━━━ EXCERPT PROVIDED ━━━
However, certain operations are conducted through separate taxable
wholly-owned U.S. and foreign corporate subsidiaries. The income tax
expense for these subsidiaries was $1.2 million and $1.4 million for the
three month periods ended March 31, 2004 and 2003, respectively.
On June 1, 1989, the governments of the Netherlands Antilles and St.
Eustatius approved a Free Zone and Profit Tax Agreement retroactive to
January 1, 1989, which expired on December 31, 2000. This agreement
requires a subsidiary of the Partnership, which was acquired on February
28, 2002, to pay a 2% rate on taxable income, as defined therein, or a
minimum payment of 500,000 Netherlands Antilles guilders ($0.3 million) per
year. The agreement further provides that any amounts paid in order to meet
the minimum annual payment will be available to offset future tax
liabilities under the agreement to the extent that the minimum annual
payment is greater than 2% of taxable income. The subsidiary is currently
engaged in discussions with representatives appointed by the Island
Territory of St. Eustatius regarding the renewal or modification of the
agreement, but the ultimate outcome cannot be predicted at this time. The
subsidiary has accrued amounts assuming a new agreement becomes effective,
and continues to make payments, as required, under the previous agreement.
Liquidity and Capital Resources
Cash provided by operations was $32.5 million and $30.1 million for the
three months ended March 31, 2004 and 2003, respectively. The increase was
due primarily to changes in working capital components resulting from the
timing of cash receipts and disbursements, partially offset by the overall
decrease in first quarter 2004 operating income, when compared to the same
2003 period.
Capital expenditures were $7.3 million for the three months ended March 31,
2004, compared to $11.7 million during the same 2003 period. Such
expenditures included $5.7 million and $6.3 million in maintenance and
environmental expenditures and $1.6 million and $5.4 million in expansion
expenditures for the three months ended March 31, 2004 and 2003,
respectively. The decrease in first quarter 2004 capital expenditures, when
compared to the same 2003 period, is primarily the result of decreases in
planned maintenance and expansion capital expenditures related to the
terminaling business. During all periods, adequate pipeline capacity
existed to accommodate volume growth, and the expenditures required for
environmental and safety improvements were not, and are not expected to be,
significant. The Partnership anticipates that capital expenditures
(including routine maintenance and expansion expenditures, but excluding
acquisitions) will total approximately $28 to $32 million in 2004. Such
future expenditures, however, will depend on many factors beyond the
Partnership's control, including, without limitation, demand for refined
petroleum products and terminaling services in the Partnership's market
areas, local, state and federal government regulations, fuel conservation
efforts and the availability of financing on acceptable terms. No assurance
can be given that required capital expenditures will not exceed anticipated
amounts during the year, or thereafter, or that the Partnership will have
the ability to finance such expenditures through borrowings, or will choose
to do so.
━━━ DATASET CONTENT ━━━
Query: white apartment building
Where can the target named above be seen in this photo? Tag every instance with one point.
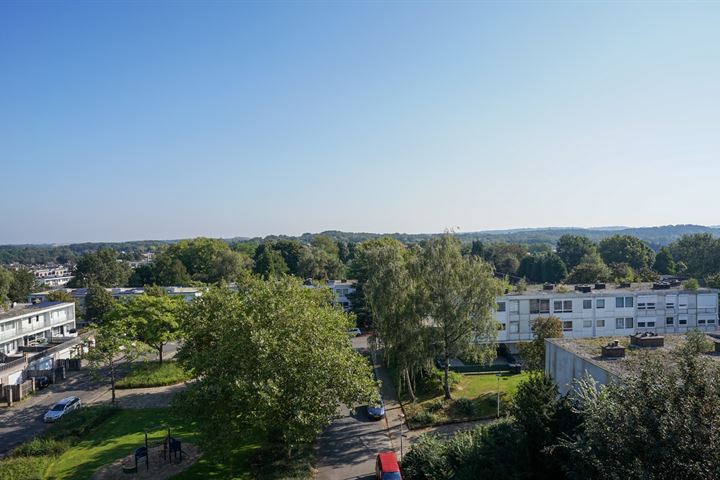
━━━
YOUR TASKS ::
1. In the excerpt on the Partnership's finances, how much cash did operations provide in the three months ended March 31, 2004?
2. Summarize the excerpt on the Partnership's finances in two sentences.

THE ANSWERS ::
1. $32.5 million

2. A subsidiary of the Partnership is bound by a Netherlands Antilles and St. Eustatius tax agreement that expired on December 31, 2000, and it is discussing renewal or modification while continuing to make payments under the previous agreement. For the three months ended March 31, 2004, cash provided by operations rose to $32.5 million and capital expenditures fell to $7.3 million, and the Partnership expects 2004 capital expenditures of about $28 to $32 million.